··· Quoted text

While every Olympian has to wait until July 2021 to partake in the delayed Tokyo Games, several are taking it upon themselves to keep athletes’ profiles active on social media. Eight Olympians and world champions have come together to launch World 1 League, which is branding itself as the first professional sports league built specifically for social media.
The league will be putting out content solely on Instagram and TikTok, platforms that World 1 League CEO Brett Morris hope will eventually partner with the company.
With World 1 League, Morris wants to create an organization that doesn’t compete with the Olympics, but rather complements it during the two-year hiatus between the Summer and Winter Games. He also looked to provide an outlet for the event’s lesser-known — but equally as talented — participants to increase their earnings.
While Olympians like Lindsey Vonn and Shaun White have net worths in the millions, others struggle to generate similar wealth. At the 2018 Winter Olympics, U.S. athletes earned $37,500 for a gold medal, $22,500 for silver and $15,000 for bronze — which, to many, wasn’t enough to cover the high costs of being a professional athlete.
U.S. figure skater Adam Rippon has gone on record saying that before winning a bronze medal at the 2018 Winter Olympics, he was broke and had stolen apples from his gym to save money. U.S. speed skater Mitch Whitmore has stated that a fourth-place finish at an important 2017 event awarded him a nine-month stipend to fund his training and living expenses. If he had finished in third, however, the stipend would have been much bigger.

······
··· Data segment

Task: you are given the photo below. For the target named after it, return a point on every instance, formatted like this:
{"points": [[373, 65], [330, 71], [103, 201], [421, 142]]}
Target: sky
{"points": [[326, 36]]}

······

- **Requirements**:
Answer these from the text about World 1 League:
(a) On which two platforms will the league put out its content?
(b) How much did U.S. athletes earn for a silver medal at the 2018 Winter Olympics?
(c) In what place did Mitch Whitmore finish at the 2017 event that awarded him a nine-month stipend?

- **Result of this task**:
(a) Instagram and TikTok
(b) $22,500
(c) Fourth place